BEGIN

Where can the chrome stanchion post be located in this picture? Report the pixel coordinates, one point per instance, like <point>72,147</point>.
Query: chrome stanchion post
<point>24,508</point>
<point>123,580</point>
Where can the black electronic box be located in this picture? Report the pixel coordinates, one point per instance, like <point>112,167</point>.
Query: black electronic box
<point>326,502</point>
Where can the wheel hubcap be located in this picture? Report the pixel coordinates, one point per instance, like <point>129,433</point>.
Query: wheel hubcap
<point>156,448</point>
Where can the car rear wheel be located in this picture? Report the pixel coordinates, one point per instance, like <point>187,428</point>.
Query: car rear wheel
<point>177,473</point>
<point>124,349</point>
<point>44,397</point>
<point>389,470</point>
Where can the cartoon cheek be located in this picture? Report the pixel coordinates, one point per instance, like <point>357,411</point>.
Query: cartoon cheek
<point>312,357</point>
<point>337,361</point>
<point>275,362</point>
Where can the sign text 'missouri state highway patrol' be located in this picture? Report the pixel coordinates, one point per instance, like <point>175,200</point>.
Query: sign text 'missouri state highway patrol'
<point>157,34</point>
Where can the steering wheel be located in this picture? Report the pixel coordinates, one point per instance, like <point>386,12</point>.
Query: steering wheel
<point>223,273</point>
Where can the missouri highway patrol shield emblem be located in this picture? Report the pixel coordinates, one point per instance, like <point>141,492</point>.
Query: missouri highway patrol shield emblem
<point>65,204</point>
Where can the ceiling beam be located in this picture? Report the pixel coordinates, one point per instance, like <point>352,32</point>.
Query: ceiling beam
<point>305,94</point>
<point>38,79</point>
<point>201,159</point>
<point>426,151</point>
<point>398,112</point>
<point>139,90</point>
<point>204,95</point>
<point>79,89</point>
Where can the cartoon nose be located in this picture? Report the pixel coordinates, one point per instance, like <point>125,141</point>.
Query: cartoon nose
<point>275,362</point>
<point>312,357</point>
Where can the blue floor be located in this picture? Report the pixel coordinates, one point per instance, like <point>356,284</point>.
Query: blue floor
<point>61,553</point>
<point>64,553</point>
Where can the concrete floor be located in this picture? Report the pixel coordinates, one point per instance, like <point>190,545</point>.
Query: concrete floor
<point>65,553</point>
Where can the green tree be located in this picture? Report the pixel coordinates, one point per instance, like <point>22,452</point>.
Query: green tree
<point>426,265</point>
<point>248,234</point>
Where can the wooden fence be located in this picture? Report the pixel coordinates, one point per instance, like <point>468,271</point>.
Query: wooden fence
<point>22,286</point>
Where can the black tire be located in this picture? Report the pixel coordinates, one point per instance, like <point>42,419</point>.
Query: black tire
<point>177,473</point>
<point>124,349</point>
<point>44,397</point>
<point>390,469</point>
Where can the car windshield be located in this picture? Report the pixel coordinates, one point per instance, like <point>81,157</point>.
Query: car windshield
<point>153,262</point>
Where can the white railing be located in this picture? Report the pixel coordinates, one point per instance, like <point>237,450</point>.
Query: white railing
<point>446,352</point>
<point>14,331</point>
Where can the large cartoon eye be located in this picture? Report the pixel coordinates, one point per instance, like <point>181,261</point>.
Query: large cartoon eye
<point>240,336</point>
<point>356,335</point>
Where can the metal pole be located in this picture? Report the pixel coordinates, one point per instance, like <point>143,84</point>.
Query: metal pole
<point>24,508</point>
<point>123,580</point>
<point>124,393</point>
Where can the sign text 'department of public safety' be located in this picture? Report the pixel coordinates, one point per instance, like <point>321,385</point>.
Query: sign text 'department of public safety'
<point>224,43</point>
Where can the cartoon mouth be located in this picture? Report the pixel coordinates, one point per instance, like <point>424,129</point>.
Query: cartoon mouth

END
BEGIN

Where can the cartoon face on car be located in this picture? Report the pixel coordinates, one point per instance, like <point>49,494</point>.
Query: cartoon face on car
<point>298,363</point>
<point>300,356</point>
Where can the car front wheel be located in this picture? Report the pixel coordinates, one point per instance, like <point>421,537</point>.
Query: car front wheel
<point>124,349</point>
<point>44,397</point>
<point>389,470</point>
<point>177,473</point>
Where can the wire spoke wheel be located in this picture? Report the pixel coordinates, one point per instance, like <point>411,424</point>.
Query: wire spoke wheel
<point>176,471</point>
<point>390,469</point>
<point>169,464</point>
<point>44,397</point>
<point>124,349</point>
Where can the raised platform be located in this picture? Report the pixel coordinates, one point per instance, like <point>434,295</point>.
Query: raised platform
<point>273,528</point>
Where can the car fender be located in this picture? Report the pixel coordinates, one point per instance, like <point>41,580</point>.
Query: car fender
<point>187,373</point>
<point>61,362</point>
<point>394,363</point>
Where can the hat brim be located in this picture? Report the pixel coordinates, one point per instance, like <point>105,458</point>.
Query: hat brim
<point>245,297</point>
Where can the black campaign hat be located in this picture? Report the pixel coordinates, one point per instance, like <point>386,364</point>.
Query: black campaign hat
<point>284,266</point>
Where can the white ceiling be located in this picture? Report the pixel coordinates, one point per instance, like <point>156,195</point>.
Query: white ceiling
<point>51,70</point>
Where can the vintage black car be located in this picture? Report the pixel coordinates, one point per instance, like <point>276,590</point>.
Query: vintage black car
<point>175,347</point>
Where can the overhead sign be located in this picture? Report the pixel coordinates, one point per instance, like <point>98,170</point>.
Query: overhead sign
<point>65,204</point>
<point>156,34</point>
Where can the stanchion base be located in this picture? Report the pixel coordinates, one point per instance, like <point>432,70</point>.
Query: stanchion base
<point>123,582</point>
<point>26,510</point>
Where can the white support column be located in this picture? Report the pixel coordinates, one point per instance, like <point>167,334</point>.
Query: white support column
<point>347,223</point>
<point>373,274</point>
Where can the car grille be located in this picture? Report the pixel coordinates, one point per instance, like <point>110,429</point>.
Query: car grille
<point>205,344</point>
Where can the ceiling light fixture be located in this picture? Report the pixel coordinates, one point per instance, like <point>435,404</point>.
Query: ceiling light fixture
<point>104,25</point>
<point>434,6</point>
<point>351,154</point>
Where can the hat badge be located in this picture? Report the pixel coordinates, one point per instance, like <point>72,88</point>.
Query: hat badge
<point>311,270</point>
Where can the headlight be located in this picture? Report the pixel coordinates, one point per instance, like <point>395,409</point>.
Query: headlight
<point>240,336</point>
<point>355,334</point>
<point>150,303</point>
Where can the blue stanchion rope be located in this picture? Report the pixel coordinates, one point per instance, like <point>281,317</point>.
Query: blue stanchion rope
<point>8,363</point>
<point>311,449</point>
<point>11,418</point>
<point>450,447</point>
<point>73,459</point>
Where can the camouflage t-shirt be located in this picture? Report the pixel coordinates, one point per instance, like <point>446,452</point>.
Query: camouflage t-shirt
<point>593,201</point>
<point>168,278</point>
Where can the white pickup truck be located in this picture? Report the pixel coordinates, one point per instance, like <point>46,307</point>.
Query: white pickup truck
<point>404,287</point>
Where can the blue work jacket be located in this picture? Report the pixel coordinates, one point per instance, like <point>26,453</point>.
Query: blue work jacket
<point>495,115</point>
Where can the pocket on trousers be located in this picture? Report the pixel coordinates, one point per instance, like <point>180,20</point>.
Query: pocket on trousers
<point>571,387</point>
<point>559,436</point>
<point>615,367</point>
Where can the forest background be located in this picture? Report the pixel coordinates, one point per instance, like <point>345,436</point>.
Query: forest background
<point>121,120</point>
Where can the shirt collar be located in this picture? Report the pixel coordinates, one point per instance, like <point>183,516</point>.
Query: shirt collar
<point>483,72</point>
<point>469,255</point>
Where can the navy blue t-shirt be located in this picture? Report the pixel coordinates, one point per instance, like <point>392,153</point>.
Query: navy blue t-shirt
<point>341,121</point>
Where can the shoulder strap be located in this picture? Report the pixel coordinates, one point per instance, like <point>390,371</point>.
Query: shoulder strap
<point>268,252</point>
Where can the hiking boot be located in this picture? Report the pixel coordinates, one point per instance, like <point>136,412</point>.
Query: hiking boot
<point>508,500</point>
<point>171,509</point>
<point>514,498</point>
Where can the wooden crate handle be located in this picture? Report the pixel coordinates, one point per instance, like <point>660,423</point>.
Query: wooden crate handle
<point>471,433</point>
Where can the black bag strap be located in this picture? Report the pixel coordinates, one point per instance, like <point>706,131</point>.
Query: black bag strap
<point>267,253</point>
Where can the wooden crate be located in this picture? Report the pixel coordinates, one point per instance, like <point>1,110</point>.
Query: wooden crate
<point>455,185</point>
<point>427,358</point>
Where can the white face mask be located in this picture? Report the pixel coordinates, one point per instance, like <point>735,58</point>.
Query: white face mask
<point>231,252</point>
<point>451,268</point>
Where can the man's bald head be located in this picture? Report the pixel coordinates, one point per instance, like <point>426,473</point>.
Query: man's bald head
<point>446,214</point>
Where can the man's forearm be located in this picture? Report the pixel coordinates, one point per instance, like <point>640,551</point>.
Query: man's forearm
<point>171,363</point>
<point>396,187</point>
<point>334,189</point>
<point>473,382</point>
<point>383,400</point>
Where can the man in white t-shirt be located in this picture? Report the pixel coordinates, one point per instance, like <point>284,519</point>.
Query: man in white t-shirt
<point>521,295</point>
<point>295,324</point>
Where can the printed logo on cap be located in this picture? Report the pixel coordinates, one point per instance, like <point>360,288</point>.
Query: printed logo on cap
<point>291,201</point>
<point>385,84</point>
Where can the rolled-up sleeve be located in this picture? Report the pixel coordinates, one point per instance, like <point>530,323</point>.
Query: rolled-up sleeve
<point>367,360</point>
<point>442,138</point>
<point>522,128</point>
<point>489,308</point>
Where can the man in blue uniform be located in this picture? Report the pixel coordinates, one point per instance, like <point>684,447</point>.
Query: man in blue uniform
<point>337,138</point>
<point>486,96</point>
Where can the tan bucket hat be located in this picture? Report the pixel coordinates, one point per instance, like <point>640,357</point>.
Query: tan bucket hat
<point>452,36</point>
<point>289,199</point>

END
BEGIN

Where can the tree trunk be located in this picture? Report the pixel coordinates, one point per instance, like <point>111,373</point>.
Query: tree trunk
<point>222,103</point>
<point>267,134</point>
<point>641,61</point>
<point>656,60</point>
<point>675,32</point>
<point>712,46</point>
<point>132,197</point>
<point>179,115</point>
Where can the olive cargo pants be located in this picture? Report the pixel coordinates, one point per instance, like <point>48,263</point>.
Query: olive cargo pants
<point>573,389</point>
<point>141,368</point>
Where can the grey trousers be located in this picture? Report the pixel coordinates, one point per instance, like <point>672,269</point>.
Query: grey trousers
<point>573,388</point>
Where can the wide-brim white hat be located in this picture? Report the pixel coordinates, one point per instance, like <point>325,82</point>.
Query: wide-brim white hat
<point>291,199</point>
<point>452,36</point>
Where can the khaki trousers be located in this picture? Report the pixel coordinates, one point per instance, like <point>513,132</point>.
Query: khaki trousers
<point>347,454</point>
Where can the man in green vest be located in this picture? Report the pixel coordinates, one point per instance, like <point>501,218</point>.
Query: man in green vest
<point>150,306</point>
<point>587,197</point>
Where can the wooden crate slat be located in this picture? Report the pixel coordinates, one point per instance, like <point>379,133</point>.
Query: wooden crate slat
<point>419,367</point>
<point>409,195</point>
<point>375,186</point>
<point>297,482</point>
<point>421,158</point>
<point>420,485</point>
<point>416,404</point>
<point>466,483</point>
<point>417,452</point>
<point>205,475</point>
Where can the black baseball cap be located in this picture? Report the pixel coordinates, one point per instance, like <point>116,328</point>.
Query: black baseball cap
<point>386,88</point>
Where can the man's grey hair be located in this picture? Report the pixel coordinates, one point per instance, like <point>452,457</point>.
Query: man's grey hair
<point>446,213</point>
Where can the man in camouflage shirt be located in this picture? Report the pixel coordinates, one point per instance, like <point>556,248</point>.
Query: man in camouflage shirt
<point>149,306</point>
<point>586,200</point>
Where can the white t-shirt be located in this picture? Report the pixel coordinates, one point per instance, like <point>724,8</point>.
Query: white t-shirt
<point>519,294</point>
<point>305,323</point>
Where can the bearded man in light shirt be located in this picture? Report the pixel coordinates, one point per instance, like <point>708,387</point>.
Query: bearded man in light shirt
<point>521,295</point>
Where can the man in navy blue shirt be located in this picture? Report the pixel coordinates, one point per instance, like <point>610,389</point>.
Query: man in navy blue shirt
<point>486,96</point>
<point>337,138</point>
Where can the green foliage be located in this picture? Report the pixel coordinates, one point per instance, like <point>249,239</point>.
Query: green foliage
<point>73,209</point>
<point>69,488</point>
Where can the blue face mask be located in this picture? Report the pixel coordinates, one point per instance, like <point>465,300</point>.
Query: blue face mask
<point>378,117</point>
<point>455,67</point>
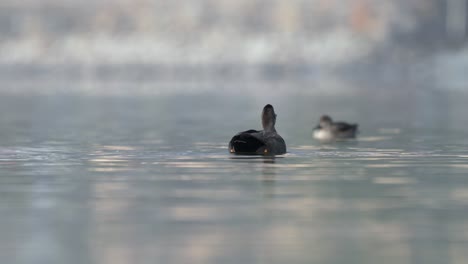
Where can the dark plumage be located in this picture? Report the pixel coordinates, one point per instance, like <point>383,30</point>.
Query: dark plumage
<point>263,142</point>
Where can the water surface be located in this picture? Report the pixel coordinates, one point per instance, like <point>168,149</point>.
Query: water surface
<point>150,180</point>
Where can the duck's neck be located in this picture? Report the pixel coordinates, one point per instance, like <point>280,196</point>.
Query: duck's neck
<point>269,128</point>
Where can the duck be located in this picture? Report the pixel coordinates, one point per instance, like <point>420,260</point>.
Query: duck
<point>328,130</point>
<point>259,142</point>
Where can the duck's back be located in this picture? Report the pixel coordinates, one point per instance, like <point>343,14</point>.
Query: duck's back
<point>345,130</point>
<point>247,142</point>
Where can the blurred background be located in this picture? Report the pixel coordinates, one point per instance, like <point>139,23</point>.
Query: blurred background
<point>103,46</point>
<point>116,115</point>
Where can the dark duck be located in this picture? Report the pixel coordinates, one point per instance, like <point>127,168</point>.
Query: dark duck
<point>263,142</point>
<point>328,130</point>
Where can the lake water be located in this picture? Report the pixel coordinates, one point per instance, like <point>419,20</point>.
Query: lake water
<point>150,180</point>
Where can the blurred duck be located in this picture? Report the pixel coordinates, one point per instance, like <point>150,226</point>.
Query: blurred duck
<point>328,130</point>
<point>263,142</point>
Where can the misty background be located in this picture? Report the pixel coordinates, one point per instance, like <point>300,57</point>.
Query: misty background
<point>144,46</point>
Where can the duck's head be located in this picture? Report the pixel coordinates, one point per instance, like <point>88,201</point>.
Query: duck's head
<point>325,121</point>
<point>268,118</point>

END

What is expected:
If a line in the data holds the word "mouth", count it, then state the total alone.

Exercise solution:
2